───── Input data

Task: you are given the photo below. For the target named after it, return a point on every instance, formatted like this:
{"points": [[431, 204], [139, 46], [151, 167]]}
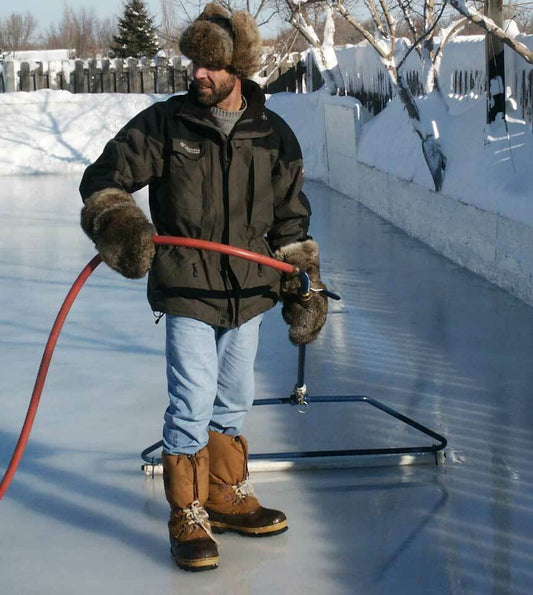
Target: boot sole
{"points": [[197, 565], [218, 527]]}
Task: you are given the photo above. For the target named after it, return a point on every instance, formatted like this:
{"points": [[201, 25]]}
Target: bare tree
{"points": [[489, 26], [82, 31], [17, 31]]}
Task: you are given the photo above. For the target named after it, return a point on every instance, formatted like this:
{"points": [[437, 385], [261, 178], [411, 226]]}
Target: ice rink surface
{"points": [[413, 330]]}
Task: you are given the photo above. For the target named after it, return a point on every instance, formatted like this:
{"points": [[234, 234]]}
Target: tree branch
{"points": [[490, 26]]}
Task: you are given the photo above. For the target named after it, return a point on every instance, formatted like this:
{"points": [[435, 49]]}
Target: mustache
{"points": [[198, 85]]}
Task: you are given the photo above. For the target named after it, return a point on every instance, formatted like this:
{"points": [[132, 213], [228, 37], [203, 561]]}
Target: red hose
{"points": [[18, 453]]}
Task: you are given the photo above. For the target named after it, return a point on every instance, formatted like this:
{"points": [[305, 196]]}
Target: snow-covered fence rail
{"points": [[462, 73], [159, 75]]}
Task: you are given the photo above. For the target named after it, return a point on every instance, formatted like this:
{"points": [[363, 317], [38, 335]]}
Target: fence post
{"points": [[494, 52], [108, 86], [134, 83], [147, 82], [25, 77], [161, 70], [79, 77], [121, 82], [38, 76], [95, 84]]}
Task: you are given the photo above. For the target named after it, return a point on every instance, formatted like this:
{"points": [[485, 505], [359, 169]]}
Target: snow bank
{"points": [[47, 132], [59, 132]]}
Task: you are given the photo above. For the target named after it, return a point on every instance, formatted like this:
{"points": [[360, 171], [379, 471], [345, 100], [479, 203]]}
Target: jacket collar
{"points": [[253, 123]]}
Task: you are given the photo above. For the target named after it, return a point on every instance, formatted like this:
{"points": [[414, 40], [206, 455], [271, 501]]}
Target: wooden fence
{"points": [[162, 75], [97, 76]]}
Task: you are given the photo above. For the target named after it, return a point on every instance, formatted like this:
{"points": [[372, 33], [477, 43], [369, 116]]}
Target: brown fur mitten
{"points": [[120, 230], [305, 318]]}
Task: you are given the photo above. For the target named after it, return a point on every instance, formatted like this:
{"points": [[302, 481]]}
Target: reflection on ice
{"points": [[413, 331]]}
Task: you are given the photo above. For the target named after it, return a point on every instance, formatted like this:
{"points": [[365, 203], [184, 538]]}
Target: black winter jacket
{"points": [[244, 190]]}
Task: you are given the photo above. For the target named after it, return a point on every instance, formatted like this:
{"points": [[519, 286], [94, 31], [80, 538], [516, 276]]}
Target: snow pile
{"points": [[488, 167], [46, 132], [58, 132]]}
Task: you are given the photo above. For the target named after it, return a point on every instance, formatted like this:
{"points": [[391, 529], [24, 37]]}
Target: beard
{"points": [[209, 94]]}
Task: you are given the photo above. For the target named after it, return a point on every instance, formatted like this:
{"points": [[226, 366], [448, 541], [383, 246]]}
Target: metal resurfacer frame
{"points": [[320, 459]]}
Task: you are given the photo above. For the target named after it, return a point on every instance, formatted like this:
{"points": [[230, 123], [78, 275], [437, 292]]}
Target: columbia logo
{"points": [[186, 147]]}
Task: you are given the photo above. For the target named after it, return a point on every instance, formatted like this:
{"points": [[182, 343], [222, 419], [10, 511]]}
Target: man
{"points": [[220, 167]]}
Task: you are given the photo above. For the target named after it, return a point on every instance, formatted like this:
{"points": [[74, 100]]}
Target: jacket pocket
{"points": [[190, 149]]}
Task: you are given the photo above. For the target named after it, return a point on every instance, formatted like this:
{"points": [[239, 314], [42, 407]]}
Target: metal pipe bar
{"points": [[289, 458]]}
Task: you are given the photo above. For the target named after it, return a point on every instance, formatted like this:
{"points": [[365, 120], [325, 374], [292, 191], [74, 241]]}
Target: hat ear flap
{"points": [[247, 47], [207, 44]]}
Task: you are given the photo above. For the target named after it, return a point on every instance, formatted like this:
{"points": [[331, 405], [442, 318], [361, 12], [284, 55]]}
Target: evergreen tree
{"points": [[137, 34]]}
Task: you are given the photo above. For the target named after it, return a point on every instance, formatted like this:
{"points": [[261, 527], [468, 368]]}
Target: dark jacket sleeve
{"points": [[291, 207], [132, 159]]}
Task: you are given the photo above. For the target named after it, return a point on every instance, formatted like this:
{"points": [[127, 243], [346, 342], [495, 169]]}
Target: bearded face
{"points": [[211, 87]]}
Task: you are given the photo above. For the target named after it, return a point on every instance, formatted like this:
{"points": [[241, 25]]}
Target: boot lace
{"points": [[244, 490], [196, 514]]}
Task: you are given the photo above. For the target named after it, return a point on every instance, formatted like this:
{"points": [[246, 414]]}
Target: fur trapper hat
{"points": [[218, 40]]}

──────────
───── Input data

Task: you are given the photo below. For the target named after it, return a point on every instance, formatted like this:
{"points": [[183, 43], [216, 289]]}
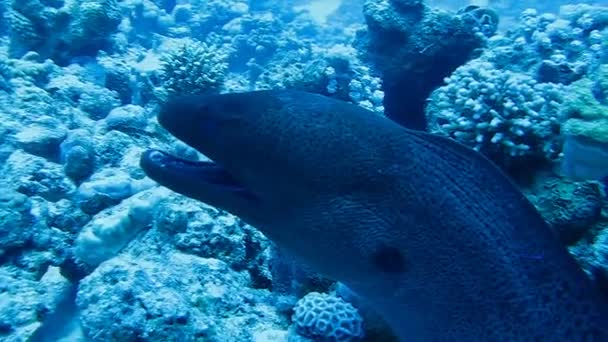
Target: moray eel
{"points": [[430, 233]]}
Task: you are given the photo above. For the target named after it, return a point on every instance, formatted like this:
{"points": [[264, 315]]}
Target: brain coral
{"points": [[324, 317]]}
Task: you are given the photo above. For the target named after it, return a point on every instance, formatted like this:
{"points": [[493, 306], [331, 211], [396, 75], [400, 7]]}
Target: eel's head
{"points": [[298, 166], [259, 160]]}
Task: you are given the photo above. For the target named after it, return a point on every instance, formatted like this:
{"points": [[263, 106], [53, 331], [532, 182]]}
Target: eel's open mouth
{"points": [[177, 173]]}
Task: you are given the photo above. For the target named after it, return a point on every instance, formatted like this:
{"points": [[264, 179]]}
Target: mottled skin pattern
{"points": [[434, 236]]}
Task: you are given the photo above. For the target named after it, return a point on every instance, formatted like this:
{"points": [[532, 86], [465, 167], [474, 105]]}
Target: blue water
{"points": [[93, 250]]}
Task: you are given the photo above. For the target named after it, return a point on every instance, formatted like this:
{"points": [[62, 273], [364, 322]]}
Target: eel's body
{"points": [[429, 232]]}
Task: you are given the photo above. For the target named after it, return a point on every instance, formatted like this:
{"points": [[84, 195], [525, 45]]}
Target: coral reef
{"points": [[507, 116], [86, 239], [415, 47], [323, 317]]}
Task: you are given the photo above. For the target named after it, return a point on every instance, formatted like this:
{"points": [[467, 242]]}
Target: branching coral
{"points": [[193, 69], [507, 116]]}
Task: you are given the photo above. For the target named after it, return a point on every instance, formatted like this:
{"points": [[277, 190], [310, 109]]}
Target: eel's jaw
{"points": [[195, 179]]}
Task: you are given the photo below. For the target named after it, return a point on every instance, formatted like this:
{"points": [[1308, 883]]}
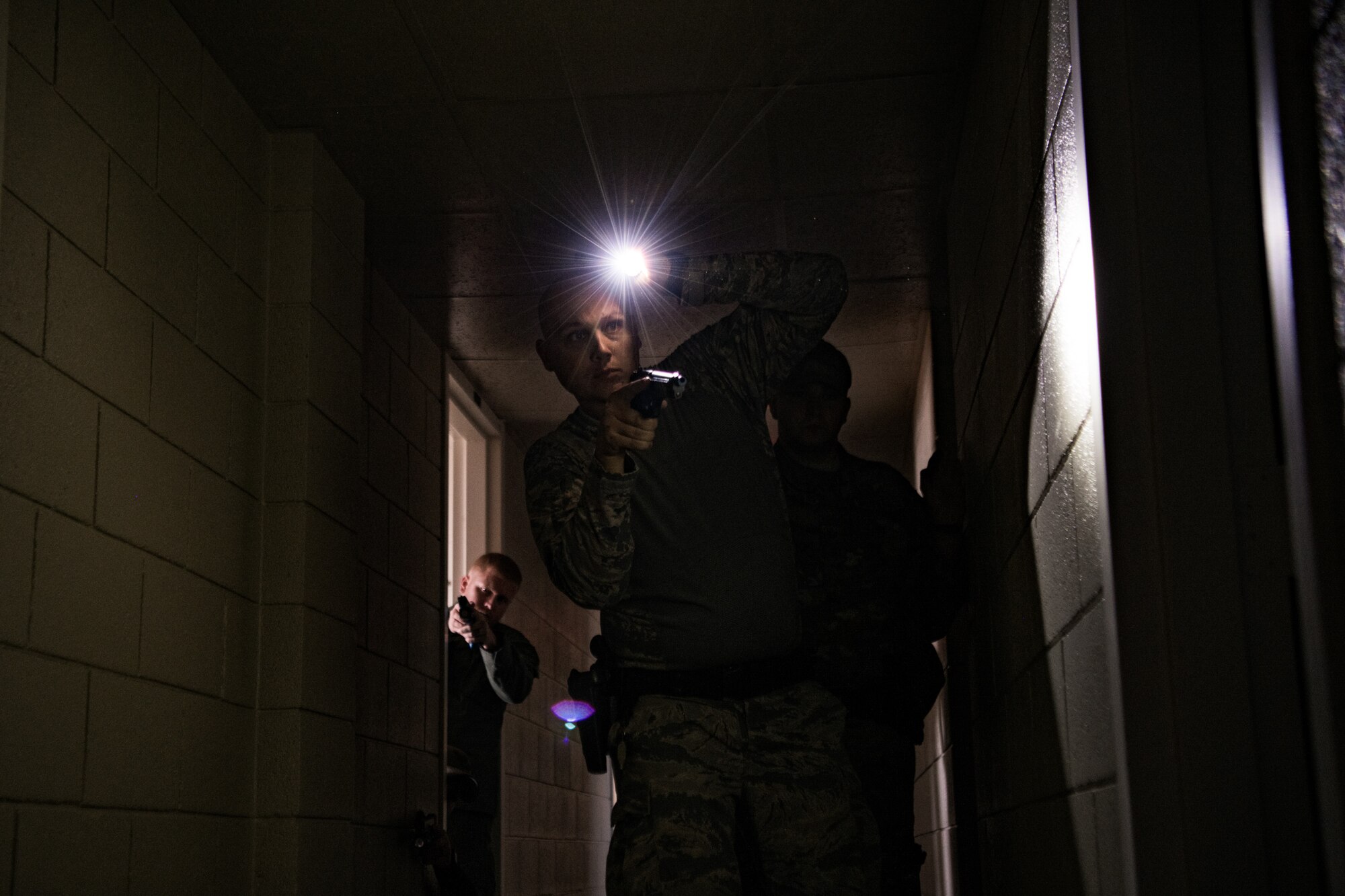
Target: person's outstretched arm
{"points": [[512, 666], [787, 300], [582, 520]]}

──────────
───── Input data

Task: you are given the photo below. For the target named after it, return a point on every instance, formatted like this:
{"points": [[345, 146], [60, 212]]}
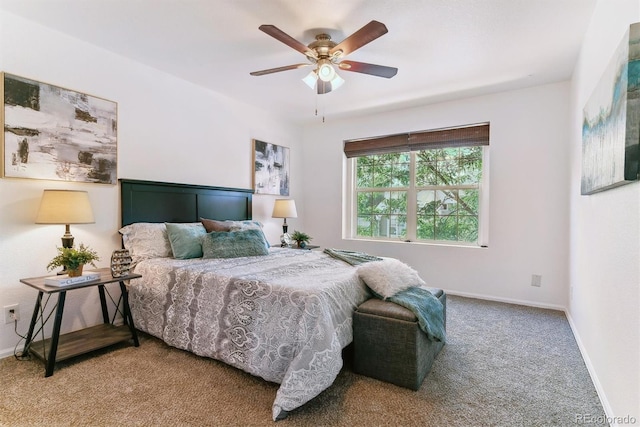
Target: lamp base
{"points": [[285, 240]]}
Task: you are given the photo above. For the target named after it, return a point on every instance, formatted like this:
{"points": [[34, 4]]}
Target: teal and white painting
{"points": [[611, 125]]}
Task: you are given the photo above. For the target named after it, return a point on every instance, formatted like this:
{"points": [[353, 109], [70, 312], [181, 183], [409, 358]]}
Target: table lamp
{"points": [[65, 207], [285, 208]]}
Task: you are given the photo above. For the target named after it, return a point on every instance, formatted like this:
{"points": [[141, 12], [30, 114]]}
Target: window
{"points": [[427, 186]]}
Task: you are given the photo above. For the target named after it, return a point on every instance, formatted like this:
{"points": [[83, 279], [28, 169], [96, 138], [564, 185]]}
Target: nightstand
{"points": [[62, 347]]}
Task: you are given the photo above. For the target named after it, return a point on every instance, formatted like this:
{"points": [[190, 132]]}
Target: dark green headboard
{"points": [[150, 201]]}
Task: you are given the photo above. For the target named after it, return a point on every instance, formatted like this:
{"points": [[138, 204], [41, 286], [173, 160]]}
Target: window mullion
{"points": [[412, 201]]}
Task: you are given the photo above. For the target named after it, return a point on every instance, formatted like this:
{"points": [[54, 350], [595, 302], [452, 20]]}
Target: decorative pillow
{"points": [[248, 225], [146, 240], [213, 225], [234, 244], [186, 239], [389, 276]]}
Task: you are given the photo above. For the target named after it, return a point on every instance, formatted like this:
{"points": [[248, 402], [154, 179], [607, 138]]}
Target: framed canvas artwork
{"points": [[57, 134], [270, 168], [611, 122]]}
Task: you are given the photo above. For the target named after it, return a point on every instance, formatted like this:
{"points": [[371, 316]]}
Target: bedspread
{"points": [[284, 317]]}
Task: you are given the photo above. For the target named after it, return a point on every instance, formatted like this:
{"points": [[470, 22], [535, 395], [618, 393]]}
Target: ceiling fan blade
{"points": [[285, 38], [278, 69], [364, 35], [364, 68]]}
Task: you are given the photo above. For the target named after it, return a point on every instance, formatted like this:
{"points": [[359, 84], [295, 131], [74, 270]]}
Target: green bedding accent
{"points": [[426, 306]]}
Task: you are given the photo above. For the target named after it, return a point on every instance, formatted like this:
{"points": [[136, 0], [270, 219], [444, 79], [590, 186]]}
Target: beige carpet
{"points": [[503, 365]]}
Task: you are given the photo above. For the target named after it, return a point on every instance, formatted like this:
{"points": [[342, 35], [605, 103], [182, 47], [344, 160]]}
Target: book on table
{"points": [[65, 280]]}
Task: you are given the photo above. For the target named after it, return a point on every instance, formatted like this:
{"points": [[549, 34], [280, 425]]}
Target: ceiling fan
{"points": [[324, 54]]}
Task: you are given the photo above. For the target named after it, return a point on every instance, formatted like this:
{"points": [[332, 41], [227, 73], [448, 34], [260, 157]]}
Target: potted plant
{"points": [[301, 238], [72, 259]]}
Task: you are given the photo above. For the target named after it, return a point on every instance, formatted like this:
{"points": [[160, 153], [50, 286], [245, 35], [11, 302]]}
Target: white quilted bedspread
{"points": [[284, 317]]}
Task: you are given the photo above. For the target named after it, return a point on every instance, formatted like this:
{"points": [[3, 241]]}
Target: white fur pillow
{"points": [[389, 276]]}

──────────

[Task statement] How many lines of the listing above contain the word "white"? Reply with the number alone.

[Problem solution] 3